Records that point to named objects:
* * *
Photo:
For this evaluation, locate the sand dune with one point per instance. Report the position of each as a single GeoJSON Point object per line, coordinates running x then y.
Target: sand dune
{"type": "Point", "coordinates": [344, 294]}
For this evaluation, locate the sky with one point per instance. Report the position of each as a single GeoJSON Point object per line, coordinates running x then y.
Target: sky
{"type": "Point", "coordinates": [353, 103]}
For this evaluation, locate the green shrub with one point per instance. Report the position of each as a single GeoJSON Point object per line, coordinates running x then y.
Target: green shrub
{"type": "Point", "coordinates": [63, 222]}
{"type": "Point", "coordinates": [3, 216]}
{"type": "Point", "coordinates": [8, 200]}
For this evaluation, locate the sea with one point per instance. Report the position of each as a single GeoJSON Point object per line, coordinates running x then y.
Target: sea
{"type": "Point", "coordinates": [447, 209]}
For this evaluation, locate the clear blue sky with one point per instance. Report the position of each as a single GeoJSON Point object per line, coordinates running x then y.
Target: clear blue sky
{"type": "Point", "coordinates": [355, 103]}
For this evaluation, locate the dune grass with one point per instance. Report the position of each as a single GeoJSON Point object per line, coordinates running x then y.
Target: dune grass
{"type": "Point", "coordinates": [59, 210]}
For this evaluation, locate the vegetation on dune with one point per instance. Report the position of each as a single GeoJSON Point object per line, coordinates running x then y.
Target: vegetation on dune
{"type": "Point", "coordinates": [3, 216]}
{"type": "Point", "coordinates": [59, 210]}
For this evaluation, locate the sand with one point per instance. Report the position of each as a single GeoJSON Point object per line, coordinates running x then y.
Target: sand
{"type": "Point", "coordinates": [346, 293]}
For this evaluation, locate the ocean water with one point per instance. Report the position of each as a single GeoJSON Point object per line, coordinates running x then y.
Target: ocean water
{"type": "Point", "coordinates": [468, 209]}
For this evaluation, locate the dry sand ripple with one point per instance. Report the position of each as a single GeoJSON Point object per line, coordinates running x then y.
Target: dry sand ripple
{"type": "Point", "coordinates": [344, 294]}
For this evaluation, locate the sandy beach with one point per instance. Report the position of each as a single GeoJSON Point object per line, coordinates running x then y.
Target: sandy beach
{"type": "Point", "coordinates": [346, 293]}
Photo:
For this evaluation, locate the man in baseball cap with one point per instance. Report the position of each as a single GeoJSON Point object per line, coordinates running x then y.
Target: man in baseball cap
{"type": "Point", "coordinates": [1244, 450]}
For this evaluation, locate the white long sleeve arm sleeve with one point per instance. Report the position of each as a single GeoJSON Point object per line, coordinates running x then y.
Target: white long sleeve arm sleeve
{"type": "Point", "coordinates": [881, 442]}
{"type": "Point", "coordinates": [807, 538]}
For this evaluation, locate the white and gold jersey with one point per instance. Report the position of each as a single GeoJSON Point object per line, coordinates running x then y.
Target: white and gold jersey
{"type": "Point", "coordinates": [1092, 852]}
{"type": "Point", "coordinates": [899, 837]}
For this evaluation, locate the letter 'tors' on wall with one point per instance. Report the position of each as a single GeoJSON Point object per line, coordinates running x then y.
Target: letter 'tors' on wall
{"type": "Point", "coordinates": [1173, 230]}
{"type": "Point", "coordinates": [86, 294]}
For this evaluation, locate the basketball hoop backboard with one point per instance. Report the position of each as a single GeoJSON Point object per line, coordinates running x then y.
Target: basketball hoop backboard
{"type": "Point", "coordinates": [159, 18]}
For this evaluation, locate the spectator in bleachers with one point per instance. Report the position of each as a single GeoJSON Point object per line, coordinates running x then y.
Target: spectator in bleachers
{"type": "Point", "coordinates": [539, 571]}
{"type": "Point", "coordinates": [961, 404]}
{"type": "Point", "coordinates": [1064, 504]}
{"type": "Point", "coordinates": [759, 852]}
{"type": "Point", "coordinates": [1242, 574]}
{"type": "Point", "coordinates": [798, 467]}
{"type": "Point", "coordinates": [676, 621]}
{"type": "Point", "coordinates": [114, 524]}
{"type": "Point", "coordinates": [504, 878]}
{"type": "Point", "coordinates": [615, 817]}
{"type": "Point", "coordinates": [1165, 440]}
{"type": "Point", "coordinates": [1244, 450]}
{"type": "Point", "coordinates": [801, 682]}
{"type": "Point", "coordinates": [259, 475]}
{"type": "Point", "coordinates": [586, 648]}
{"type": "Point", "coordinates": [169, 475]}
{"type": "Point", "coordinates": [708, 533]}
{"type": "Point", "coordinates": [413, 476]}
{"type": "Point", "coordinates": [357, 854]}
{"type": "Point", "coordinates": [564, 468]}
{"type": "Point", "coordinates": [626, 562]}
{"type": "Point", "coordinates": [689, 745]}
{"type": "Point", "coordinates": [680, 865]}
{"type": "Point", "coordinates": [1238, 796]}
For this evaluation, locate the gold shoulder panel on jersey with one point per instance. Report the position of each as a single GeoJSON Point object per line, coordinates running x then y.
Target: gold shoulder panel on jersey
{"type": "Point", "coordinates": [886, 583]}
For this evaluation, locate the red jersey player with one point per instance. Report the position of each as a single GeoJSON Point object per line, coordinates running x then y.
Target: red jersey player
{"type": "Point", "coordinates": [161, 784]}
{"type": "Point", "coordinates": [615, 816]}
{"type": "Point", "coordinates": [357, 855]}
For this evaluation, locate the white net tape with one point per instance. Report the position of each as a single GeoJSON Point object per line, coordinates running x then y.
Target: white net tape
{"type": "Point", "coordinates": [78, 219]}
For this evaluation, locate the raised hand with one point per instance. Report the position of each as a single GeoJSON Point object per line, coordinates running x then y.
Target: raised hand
* * *
Copy every line of the listing above word for word, from start to finish.

Photo:
For this evaluation, locate the sand dune with one point per instance. Report the position of each as a single GeoJSON Point object per line, coordinates running x then y.
Target: sand dune
{"type": "Point", "coordinates": [344, 294]}
For this evaluation, locate the sky with one point per instance. Report the position of each as a single GeoJSON Point object per line, coordinates running x then y.
Target: sky
{"type": "Point", "coordinates": [353, 103]}
For this evaluation, locate the green shrub with one point per instance. Report the position of each as a single GeoJSON Point object per line, coordinates running x then y.
Target: green shrub
{"type": "Point", "coordinates": [63, 222]}
{"type": "Point", "coordinates": [3, 216]}
{"type": "Point", "coordinates": [8, 200]}
For this evaluation, locate the sea with one point per instance. Report the position of each as a single GeoJSON Point object per line, coordinates running x then y.
Target: sea
{"type": "Point", "coordinates": [447, 209]}
For this evaluation, locate the clear blue sky with one point per instance. Report the position of each as a single GeoJSON Point object per line, coordinates running x then y.
Target: clear blue sky
{"type": "Point", "coordinates": [355, 103]}
For this evaluation, locate the dune grass with one point per instance. Report the position of each as a single GeoJSON Point object per line, coordinates running x then y.
Target: dune grass
{"type": "Point", "coordinates": [59, 210]}
For this evaluation, locate the vegetation on dune with one point per instance. Report the position of each as a single GeoJSON Point object per line, coordinates running x then y.
Target: vegetation on dune
{"type": "Point", "coordinates": [3, 216]}
{"type": "Point", "coordinates": [59, 210]}
For this evaluation, locate the sand with one point per instance. Report the position of each as a single GeoJSON Point object per line, coordinates running x then y.
Target: sand
{"type": "Point", "coordinates": [346, 293]}
For this evaluation, locate the ocean water with one point per instance. Report the position of each as a single GeoJSON Point object per line, coordinates running x then y.
Target: ocean water
{"type": "Point", "coordinates": [468, 209]}
For this evaluation, locate the dry sand ripple with one point per instance. Report the position of each as a single GeoJSON Point object per line, coordinates running x then y.
Target: dry sand ripple
{"type": "Point", "coordinates": [344, 294]}
For this evaluation, locate the sandy beach with one point per instance. Report the position of each as a single GeoJSON Point object per line, coordinates running x then y.
Target: sandy beach
{"type": "Point", "coordinates": [346, 293]}
Photo:
For this evaluation, locate the man in baseball cap with one point per instance. Report the position of each as a single GeoJSON Point object per line, coordinates running x then y.
Target: man in baseball cap
{"type": "Point", "coordinates": [1244, 450]}
For this evaluation, locate the white long sleeve arm sleeve with one point per instance. Report the position of each as a single GeoJSON Point object per line, coordinates running x then y.
Target: white long sleeve arm sleeve
{"type": "Point", "coordinates": [881, 442]}
{"type": "Point", "coordinates": [807, 538]}
For this evaluation, locate the white and gold jersey with one point per instance. Report the position of each as a single GeoJSON Point object per line, coordinates running x then y.
Target: white and gold jersey
{"type": "Point", "coordinates": [1092, 852]}
{"type": "Point", "coordinates": [899, 837]}
For this evaluation, locate the letter 'tors' on wall with one point per instance. Report the position of each as a single GeoJSON Point object per line, coordinates running x then y.
Target: letter 'tors' on wall
{"type": "Point", "coordinates": [1173, 230]}
{"type": "Point", "coordinates": [86, 294]}
For this evaluation, locate the basketball hoop backboard with one point per instance. Report the position of each as a single GeoJSON Point object per line, coordinates running x then y.
Target: basketball hoop backboard
{"type": "Point", "coordinates": [159, 18]}
For this evaluation, locate the spectator in bleachers with one point per instance. Report the position of each as a single GeoJSON Point object per line, coordinates running x then y.
Target: spectator in bleachers
{"type": "Point", "coordinates": [539, 571]}
{"type": "Point", "coordinates": [961, 404]}
{"type": "Point", "coordinates": [1064, 504]}
{"type": "Point", "coordinates": [759, 852]}
{"type": "Point", "coordinates": [1242, 574]}
{"type": "Point", "coordinates": [798, 467]}
{"type": "Point", "coordinates": [676, 621]}
{"type": "Point", "coordinates": [114, 524]}
{"type": "Point", "coordinates": [504, 878]}
{"type": "Point", "coordinates": [615, 817]}
{"type": "Point", "coordinates": [1165, 440]}
{"type": "Point", "coordinates": [1244, 450]}
{"type": "Point", "coordinates": [801, 682]}
{"type": "Point", "coordinates": [259, 475]}
{"type": "Point", "coordinates": [586, 648]}
{"type": "Point", "coordinates": [169, 475]}
{"type": "Point", "coordinates": [708, 533]}
{"type": "Point", "coordinates": [413, 476]}
{"type": "Point", "coordinates": [357, 854]}
{"type": "Point", "coordinates": [564, 468]}
{"type": "Point", "coordinates": [626, 562]}
{"type": "Point", "coordinates": [689, 745]}
{"type": "Point", "coordinates": [680, 865]}
{"type": "Point", "coordinates": [1238, 796]}
For this evaluation, locate the gold shoulder panel on jersey with one point per instance. Report the position of each as a single GeoJSON Point object per line, coordinates running x then y.
Target: gold shoulder panel on jersey
{"type": "Point", "coordinates": [886, 583]}
For this evaluation, locate the red jersey player with one point per instance. Report the position of each as a single GeoJSON Point object per line, coordinates running x then y.
Target: red jersey player
{"type": "Point", "coordinates": [161, 784]}
{"type": "Point", "coordinates": [615, 816]}
{"type": "Point", "coordinates": [357, 855]}
For this evaluation, locate the white net tape with one point per instance. Report the position of each as a single GeoJSON Point object per line, coordinates running x then y.
Target: white net tape
{"type": "Point", "coordinates": [78, 219]}
For this evaluation, locate the raised hand with one point per instance. Report the position of each as a single GeoJSON Point object per line, coordinates running x then y.
Target: raised hand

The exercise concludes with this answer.